Task to complete:
Copy out every line of the material below word for word, omitting the pictures.

Point annotation records:

▼

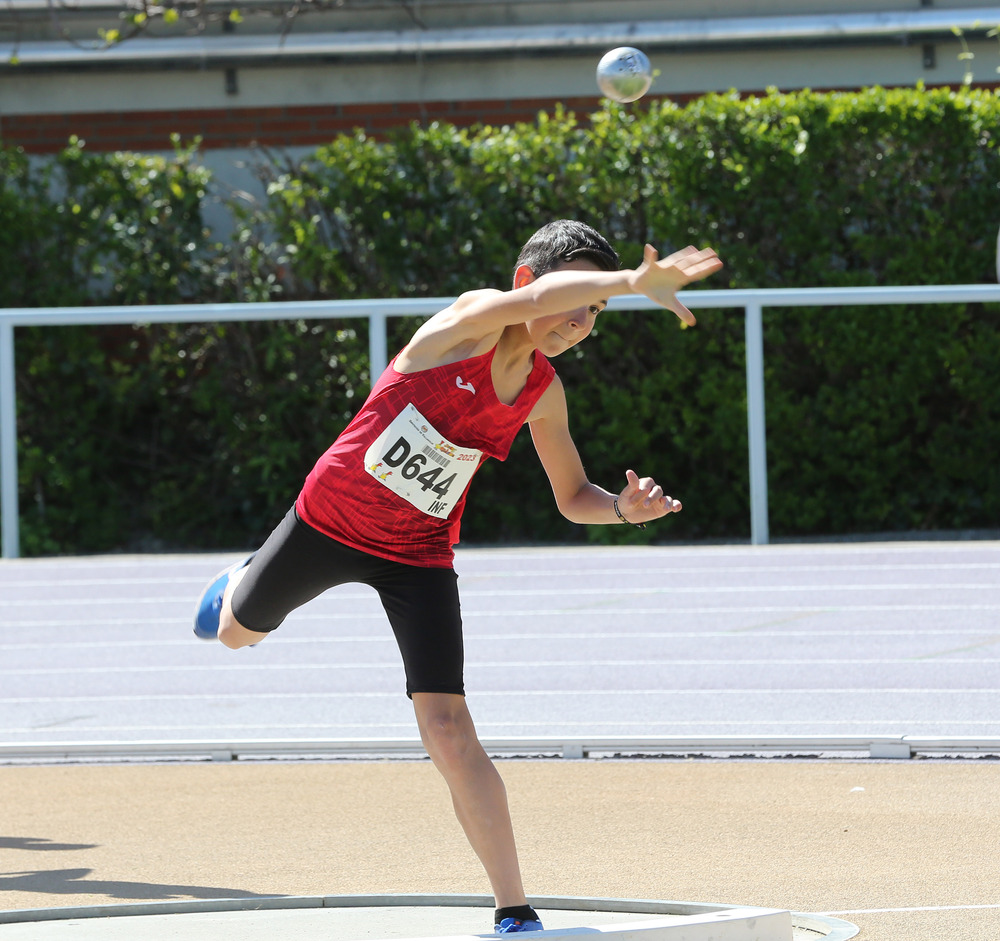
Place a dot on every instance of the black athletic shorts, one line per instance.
(297, 563)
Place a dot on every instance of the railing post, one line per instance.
(756, 427)
(378, 346)
(11, 548)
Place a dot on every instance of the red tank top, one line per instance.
(343, 500)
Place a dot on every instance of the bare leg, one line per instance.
(477, 791)
(231, 632)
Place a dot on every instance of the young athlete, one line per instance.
(382, 505)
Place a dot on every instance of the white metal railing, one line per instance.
(377, 311)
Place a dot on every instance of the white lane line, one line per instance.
(574, 590)
(735, 634)
(495, 665)
(479, 694)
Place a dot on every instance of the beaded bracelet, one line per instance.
(618, 513)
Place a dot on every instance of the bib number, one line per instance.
(416, 463)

▲

Reply:
Place a dot on every instance of the black athletic shorts, one line per instance.
(297, 563)
Place a dot on every instance of the railing post, one line per instance.
(756, 427)
(378, 346)
(11, 548)
Place a dot on every instance of the red tank top, one line per instance.
(343, 500)
Place a dot on every instance of the bare leg, one line per instance.
(477, 791)
(231, 632)
Place a dot on every instance of the young athlete, one line per instance.
(382, 505)
Place a dot on every instance of the white metal railing, one line per instance.
(377, 311)
Place a dot on every instance of the white lane line, one line per instance.
(574, 590)
(735, 634)
(495, 665)
(479, 694)
Place a dot on every instance of the beaded bracelet, one line per instance.
(618, 513)
Place a dot on every instance of the bib number, one line per instance.
(416, 463)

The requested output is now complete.